● PASSAGE TO READ:

Norrie applies his calm approach to practice as much as he does matches. The five-time ATP Tour champion believes it helps him stay positive even when he is struggling to close out wins.
“The big question is to build confidence and I think there are two ways, either on the match court or on the practice court,” said Norrie. “If you're working as hard as you can on the practice court, trying to bring as much quality as you can, not really being too tough on yourself in the practice and really trying to stay fresh for the matches, I think that's one way.
“Then obviously going out in the matches and the tough moments and going out and playing to win. I think a couple of times recently I was playing for the other guy to miss in the bigger moments. That was the difference, especially playing with some of the best guys in the world. The margins are so small, and I think the smallest difference can sometimes be a big difference.”
Norrie made a red-hot start to the season, and in mid-March was the owner of a 21-3 record. His highlights in those early months included beating Alex de Minaur, Rafael Nadal and Taylor Fritz at the United Cup, championship-match runs in Auckland and Buenos Aires, and defeating Carlos Alcaraz to claim his maiden ATP 500 crown in Rio de Janeiro.
Although he has struggled to match those highs since then, the 28-year-old Norrie fought hard on Monday to hold off home wild card Filip Misolic in Vienna and now faces a second-round test against the fifth-seeded Alexander Zverev. The German is the sort of top-quality player that Norrie relishes facing.
“I know I have the level,” said Norrie, who will be chasing his 11th victory against a Top 10 opponent, and his fifth of this year, on Wednesday night against Zverev. “I know I've got it in me to play with some of the best guys in the world and [I've had] some big results already.
“I think it's how I can implement my game and play my tennis in the bigger moments. I think recently I haven't done that. I think there's obviously a lot of new younger players coming up. They're playing well, they're playing fearlessly, and that's something to learn from those boys… I know how to play, and I just need to compete as hard as I can. I think I'm one of the best competitors in the world when I'm at my highest, so knowing I've got that in my back pocket is always nice.”

● DATA EXTRACT:
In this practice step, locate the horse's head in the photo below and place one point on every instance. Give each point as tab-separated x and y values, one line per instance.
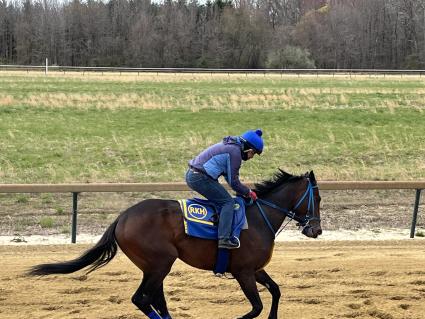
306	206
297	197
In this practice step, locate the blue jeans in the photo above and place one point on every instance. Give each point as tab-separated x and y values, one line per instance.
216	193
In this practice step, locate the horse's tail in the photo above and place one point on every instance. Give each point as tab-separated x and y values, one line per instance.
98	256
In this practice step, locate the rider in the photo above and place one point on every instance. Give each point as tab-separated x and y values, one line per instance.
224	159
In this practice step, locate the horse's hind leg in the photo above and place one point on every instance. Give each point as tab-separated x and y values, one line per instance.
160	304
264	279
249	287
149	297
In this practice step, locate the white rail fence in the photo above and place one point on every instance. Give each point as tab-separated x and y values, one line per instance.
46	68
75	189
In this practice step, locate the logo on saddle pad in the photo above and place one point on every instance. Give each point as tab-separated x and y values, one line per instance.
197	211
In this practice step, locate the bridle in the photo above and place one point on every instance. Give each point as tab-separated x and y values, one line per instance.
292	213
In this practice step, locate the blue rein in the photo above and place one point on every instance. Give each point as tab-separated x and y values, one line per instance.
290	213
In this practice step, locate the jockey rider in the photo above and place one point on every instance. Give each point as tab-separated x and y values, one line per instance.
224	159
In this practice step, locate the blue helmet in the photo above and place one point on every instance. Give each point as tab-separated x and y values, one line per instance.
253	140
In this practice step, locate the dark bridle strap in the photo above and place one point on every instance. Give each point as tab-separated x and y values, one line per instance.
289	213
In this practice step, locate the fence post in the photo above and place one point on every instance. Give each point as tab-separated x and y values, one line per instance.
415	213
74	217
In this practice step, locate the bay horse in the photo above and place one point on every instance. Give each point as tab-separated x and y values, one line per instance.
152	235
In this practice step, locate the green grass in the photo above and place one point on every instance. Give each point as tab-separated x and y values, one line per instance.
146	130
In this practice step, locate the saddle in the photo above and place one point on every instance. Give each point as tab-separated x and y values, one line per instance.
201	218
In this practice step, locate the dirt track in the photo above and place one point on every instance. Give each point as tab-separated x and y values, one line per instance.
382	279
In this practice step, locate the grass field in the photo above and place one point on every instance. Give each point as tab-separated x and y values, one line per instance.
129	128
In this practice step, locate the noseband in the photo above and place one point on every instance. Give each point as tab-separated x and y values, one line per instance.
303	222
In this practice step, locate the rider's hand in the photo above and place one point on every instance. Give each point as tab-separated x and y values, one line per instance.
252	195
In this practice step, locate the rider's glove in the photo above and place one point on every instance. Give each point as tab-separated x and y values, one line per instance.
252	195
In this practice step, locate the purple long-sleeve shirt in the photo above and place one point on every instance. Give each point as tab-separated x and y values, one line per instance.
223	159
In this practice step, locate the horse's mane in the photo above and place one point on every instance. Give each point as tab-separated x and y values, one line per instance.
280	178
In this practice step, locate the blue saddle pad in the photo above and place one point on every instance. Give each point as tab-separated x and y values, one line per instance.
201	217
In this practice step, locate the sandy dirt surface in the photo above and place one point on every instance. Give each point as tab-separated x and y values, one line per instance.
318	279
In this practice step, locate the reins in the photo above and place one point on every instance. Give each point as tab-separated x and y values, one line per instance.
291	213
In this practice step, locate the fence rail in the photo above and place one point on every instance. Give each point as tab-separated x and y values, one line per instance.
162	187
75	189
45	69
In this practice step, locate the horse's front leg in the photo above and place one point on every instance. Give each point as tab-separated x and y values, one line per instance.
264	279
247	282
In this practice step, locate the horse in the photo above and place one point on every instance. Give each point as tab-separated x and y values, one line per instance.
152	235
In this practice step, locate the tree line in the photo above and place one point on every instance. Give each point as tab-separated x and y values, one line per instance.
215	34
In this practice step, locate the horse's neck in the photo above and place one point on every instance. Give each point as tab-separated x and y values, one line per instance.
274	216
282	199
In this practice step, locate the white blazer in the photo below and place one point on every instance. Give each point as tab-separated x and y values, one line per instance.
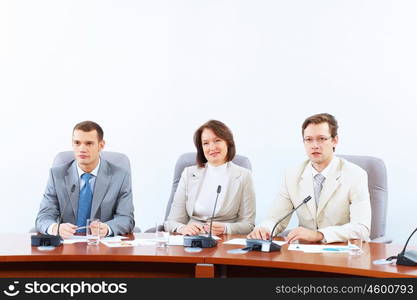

● WHAT TO DO:
• A. List every city named in the article about Norrie.
• B. Identify every line of the entries that contains the string "grass", and copy each of those lines; case counts.

● TASK RESPONSES:
• A. Auckland, Buenos Aires, Rio de Janeiro, Vienna

• B.
In this practice step, locate the green grass in the photo above and place one point on every instance. Give each point as tab-separated x and y values, one line per instance.
In this practice step, locate the grass field in the photo above and place one point on every instance. Give each point as tab-separated x and y values, one line per instance.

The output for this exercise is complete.